- Selected passage:
___
Raúl Castillo Bridges the Divide
Raúl Castillo has always straddled disparate sides: writer or actor, stage or screen, Mexican or American, gay or straight. The answers, in order: both, both, both, straight (sorry, boys). But his life and career have found ways to keep these differences fluid. Born in the Texan border town of McAllen—he once said in an interview that he felt "too Mexican for the US, too American for Mexico"—he quickly fell in love with the theater, leading to a prolific, if lowkey, career as a playwright and actor Off-Broadway before landing the role that would broadcast his charm and ability globally. In HBO's short-lived, high-impact series Looking, about a group of gay men searching for connection in San Francisco, he imbued the character of Richie Maldonado—a flirty hairdresser who wins the heart of the show's lead—with the self-respect, melancholy, and irresistible good looks that bumped him from featured to regular player in its second season, and which he has gone on to demonstrate in the years since.
2022 is a watershed year for Castillo, acclaimed for his work earlier this fall in American (Tele)visions, a new multimedia play about an undocumented Mexican family set at a Walmart in the nineties, at New York Theatre Workshop and already garnering awards buzz for his performance in Elegance Bratton's film The Inspection. He appeared in the play's final shows between the red carpets and Q&As of the movie's sold-out New York Film Festival screenings, a remarkable testament to his commitment to the craft.
But the play almost didn't happen. Relaxed into his signature blend of laidback grace and almost narrow-eyed caution on a couch in East Williamsburg, Castillo says that he felt his character as the father of a family confronted with loss, a malleable sense of identity, and the pulsing thrum of American capitalism echoed his earlier work on We the Animals, for which he nabbed an Independent Spirit nomination, too strongly. Meeting with the director Rubén Polendo and playwright Victor I. Cazares changed his mind—"I'd never come across two border artists working at this level, it was absolutely stunning"—and brought him back to the stage after an eight-year absence. "No one's really producing plays that I could be in, and I didn't feel like anyone needed to see my Stanley Kowalski," he says.
___
- Directive 1: According to the Raúl Castillo profile, how long had Castillo been away from the stage before he returned?
The records are unrelated to the Raúl Castillo profile, and the profile is unrelated to the records.
___
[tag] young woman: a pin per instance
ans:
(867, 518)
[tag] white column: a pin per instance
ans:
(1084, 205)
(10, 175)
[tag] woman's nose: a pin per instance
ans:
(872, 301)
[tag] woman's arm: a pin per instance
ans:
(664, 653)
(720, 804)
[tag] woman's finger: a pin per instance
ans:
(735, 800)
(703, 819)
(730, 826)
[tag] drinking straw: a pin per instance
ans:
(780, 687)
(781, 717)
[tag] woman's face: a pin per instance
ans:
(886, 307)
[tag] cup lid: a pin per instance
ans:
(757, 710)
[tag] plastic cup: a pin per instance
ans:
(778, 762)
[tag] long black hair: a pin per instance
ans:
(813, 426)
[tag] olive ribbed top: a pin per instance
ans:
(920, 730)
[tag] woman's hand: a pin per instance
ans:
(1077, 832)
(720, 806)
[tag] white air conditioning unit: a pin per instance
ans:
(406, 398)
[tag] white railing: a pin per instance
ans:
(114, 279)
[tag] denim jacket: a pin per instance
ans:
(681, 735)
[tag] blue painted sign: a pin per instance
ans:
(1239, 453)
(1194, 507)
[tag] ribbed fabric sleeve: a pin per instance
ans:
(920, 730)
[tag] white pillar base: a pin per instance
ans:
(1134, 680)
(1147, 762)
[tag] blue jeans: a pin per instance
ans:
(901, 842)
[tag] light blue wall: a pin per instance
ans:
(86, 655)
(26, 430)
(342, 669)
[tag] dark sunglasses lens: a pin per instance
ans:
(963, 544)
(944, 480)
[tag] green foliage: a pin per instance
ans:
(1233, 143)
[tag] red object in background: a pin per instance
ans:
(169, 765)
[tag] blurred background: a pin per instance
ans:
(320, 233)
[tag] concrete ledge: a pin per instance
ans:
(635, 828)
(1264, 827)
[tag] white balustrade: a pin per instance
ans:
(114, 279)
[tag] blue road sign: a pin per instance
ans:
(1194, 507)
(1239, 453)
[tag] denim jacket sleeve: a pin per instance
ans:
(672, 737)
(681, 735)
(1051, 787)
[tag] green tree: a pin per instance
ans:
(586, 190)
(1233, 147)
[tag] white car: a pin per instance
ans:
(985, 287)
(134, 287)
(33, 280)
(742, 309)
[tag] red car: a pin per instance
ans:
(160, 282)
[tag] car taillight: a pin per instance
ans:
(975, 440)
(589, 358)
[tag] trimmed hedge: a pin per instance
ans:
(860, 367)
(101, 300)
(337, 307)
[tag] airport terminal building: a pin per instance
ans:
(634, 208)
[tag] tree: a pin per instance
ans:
___
- Directive 2: Swap "car" for "vehicle" in the records between the line holding "[tag] white car: a pin per instance" and the end of the records, inclusive, leaving everything else unchanged. Return only those lines.

- Complete response 1: Eight years.

- Complete response 2:
[tag] white vehicle: a pin per instance
ans:
(985, 287)
(134, 287)
(33, 280)
(742, 309)
[tag] red vehicle: a pin per instance
ans:
(160, 282)
[tag] vehicle taillight: a pin per instance
ans:
(975, 440)
(589, 358)
[tag] trimmed hedge: a pin per instance
ans:
(860, 367)
(101, 300)
(337, 307)
[tag] airport terminal building: a pin per instance
ans:
(634, 208)
[tag] tree: a pin per instance
ans:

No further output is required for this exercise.